Stated problem: Locate each line below containing the string "stem" and copy those lines in full. Case counts.

### Material for the task

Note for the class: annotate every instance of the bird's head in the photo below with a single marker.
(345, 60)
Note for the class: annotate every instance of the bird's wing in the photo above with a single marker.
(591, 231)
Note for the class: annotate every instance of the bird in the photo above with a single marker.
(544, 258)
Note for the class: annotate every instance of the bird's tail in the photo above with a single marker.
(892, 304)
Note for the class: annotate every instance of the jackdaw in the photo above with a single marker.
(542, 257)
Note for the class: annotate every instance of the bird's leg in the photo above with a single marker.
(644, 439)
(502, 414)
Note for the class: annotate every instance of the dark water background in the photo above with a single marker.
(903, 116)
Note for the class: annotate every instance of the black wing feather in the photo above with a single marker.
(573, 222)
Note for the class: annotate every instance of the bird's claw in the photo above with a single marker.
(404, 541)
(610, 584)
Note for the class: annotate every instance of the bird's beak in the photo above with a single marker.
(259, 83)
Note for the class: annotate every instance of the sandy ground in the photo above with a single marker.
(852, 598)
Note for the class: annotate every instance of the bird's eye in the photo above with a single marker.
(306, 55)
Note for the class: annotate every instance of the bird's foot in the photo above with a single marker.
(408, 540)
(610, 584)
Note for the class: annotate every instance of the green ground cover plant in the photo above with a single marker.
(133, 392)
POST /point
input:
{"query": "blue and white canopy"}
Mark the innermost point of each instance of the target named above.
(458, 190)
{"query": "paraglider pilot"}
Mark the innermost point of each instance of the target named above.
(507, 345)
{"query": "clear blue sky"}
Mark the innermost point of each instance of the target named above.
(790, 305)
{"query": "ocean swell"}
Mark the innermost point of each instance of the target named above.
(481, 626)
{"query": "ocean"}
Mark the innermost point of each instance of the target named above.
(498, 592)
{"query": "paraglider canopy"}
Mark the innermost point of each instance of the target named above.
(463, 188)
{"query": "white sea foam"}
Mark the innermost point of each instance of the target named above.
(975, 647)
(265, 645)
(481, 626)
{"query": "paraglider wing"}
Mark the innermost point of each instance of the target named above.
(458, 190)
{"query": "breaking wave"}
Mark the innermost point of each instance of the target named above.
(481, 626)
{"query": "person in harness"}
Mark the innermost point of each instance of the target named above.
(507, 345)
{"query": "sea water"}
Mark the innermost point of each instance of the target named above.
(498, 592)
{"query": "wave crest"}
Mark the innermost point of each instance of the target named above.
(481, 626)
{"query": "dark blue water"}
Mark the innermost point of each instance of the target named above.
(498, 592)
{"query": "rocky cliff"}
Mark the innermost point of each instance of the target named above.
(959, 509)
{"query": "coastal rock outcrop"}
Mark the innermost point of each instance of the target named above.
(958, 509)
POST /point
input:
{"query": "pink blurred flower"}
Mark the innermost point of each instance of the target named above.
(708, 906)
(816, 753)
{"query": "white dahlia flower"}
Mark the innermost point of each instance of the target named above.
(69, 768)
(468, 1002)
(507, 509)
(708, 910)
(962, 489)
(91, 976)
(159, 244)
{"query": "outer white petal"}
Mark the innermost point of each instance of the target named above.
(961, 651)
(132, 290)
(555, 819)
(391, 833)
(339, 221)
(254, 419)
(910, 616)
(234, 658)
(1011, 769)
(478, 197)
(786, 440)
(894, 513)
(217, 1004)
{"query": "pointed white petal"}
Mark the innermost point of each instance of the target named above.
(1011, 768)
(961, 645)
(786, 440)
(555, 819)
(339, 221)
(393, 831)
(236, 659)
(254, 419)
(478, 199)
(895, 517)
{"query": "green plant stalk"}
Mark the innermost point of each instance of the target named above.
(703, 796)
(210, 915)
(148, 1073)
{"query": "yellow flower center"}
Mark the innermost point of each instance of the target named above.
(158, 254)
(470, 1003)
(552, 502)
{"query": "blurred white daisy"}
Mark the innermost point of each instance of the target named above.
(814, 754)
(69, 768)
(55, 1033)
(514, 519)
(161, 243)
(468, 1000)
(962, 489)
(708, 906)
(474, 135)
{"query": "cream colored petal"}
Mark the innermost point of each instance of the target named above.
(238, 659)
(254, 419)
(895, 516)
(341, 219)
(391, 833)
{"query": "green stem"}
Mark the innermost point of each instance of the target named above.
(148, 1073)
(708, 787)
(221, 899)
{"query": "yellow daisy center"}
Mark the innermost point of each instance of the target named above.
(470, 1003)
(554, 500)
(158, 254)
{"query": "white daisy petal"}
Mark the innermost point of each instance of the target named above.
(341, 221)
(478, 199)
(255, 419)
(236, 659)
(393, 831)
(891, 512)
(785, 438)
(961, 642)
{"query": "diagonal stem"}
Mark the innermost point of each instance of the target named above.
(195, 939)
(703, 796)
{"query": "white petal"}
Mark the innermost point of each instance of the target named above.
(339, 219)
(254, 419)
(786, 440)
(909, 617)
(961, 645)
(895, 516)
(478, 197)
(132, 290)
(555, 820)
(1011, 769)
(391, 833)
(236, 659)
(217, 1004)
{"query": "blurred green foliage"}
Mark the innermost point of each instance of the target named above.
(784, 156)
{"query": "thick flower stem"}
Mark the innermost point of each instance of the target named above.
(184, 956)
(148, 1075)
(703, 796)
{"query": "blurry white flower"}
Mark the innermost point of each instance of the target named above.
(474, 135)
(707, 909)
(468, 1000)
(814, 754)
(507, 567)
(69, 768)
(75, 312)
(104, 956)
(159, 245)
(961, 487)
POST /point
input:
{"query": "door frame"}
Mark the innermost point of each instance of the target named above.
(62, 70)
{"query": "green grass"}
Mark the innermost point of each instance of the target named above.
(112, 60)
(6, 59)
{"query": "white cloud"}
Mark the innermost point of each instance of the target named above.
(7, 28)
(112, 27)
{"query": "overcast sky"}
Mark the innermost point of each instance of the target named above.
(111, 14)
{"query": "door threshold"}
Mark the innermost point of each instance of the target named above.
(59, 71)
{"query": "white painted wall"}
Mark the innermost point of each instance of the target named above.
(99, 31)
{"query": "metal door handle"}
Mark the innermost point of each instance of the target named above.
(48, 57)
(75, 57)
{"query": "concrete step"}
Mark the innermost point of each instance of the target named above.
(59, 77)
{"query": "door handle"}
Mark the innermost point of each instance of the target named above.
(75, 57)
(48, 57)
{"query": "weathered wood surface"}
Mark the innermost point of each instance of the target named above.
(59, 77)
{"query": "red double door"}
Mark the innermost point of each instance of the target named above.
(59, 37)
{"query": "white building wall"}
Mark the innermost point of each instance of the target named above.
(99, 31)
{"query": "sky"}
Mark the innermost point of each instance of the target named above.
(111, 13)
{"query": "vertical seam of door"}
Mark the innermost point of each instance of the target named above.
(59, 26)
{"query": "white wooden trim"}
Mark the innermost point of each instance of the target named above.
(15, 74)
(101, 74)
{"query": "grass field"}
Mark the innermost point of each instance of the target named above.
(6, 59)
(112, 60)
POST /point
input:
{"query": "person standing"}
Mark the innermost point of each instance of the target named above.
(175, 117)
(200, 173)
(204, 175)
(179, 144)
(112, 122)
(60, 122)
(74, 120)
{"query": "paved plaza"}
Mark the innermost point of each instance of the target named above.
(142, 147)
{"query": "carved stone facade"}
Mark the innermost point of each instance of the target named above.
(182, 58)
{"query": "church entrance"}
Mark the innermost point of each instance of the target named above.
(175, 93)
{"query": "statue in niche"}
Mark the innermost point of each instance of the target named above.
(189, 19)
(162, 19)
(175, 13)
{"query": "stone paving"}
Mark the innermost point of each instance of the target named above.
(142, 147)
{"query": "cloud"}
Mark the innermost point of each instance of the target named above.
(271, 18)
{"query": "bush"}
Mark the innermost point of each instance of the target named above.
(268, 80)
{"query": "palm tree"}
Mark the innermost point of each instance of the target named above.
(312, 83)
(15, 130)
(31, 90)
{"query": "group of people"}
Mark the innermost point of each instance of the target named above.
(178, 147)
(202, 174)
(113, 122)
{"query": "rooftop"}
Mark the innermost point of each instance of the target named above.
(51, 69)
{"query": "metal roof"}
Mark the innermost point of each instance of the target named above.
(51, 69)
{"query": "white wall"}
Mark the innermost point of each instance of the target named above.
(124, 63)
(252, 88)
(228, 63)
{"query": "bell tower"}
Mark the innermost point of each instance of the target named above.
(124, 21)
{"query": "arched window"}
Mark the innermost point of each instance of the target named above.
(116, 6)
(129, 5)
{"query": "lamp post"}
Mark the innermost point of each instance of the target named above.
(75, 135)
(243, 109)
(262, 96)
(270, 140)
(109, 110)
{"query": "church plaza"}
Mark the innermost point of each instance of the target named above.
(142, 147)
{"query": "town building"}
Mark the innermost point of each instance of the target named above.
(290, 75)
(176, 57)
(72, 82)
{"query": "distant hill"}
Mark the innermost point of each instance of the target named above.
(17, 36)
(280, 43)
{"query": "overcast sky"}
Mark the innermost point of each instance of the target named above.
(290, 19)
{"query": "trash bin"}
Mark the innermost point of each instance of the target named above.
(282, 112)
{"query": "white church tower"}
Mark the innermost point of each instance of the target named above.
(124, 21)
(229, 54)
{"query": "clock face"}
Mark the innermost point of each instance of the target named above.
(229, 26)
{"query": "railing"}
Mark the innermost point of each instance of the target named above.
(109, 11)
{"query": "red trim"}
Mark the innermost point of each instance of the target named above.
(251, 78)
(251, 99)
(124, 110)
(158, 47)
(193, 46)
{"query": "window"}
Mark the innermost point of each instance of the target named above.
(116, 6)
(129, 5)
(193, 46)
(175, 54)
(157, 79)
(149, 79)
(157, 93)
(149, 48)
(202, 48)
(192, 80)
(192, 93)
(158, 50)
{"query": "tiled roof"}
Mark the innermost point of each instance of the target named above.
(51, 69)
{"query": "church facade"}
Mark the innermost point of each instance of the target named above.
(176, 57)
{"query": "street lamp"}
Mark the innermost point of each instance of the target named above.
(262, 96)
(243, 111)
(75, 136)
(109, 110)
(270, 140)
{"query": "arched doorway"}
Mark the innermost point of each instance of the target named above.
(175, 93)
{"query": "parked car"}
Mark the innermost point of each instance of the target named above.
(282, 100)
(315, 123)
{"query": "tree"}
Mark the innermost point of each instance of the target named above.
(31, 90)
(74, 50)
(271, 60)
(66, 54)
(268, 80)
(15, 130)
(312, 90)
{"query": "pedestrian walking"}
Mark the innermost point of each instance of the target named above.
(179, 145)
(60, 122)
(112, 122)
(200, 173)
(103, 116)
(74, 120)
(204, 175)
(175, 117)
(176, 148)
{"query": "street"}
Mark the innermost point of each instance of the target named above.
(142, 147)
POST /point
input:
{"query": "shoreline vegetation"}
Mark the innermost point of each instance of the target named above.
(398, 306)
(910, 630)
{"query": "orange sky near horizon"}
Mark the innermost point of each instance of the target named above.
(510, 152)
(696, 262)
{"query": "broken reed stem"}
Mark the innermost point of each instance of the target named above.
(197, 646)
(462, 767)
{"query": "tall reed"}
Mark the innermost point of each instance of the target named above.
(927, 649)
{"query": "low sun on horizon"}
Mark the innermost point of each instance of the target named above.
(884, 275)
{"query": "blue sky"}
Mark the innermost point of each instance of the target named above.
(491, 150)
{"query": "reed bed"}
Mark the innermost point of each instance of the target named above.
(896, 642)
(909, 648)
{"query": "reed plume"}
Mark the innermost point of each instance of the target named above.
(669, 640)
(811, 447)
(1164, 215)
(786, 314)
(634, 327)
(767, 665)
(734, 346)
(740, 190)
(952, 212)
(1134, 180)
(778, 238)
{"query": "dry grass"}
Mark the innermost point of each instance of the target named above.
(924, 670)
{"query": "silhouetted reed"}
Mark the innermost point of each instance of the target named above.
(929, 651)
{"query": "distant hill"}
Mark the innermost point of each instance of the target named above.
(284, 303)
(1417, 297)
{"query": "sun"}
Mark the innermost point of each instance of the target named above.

######

Solved exercise:
{"query": "green stem"}
{"query": "diagonal stem"}
{"query": "thick flower stem"}
{"query": "broken reed stem"}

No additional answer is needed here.